## TASK PROMPT:
From first entry to last, give the listing again verbatim.

## MATERIAL PROVIDED:
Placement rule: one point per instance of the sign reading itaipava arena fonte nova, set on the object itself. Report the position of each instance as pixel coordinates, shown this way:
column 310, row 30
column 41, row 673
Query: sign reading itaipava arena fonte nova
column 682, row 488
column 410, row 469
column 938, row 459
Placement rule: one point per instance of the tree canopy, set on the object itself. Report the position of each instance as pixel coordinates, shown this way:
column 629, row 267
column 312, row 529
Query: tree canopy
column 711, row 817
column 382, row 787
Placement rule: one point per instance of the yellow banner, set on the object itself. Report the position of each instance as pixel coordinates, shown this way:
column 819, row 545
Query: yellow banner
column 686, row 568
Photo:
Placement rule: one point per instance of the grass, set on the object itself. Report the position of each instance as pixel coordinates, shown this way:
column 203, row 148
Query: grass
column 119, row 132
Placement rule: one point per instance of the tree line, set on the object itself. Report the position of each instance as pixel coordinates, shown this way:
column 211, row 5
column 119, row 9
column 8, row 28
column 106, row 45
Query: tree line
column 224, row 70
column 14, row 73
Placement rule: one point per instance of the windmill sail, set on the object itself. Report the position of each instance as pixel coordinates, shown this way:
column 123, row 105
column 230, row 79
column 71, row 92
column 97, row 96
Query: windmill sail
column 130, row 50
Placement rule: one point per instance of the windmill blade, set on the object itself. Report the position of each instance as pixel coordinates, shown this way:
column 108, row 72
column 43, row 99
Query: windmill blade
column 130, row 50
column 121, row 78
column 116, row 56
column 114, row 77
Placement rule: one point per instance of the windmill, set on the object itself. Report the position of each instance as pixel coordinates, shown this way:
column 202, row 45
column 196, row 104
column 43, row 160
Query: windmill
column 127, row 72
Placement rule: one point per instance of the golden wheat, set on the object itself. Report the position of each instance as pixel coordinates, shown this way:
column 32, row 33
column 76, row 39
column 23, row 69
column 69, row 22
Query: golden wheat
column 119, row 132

## ANSWER FOR THE TASK:
Placement rule: one point per instance of the sign reading itaipava arena fonte nova, set on the object itself. Report the position of each instance as pixel coordinates, shown this way:
column 310, row 30
column 41, row 673
Query: sign reading itaipava arena fonte nova
column 682, row 488
column 410, row 469
column 938, row 459
Placement rule: one point per instance of the tree canopy, set on the object itself. Report the position of each instance as pixel coordinates, shown this way:
column 629, row 267
column 312, row 529
Query: tree canopy
column 711, row 817
column 382, row 787
Placement rule: one point per instance of the yellow banner, set on the object itself. Report the position of each instance as pixel coordinates, shown this way:
column 819, row 545
Query: yellow banner
column 686, row 568
Photo:
Placement rule: one point per instance of the grass, set on the object itself. Report the position of each instance as pixel coordinates, shown this way:
column 203, row 148
Query: grass
column 119, row 132
Placement rule: one point per instance of the tree line, set on the object itself. Report the position of each instance as pixel coordinates, shown this way:
column 211, row 5
column 119, row 9
column 8, row 28
column 106, row 45
Query: tree line
column 224, row 70
column 14, row 73
Placement rule: one point per instance of the windmill sail, set on the object itself. Report the position of each instance as pixel coordinates, shown this way:
column 123, row 105
column 230, row 79
column 71, row 92
column 97, row 96
Query: windmill sail
column 130, row 50
Placement rule: one point per instance of the windmill blade, set on the object itself. Report the position of each instance as pixel coordinates, shown this way:
column 108, row 72
column 43, row 99
Query: windmill blade
column 130, row 50
column 121, row 78
column 116, row 56
column 114, row 77
Placement rule: one point per instance of the windmill, set on the object itself. Report the position of each instance as pixel coordinates, shown this way:
column 202, row 45
column 196, row 104
column 43, row 160
Query: windmill
column 127, row 72
Placement rule: one point per instance of the golden wheat, set on the object itself. Report the position of each instance as pixel coordinates, shown this way:
column 32, row 33
column 76, row 39
column 23, row 69
column 69, row 22
Query: golden wheat
column 119, row 132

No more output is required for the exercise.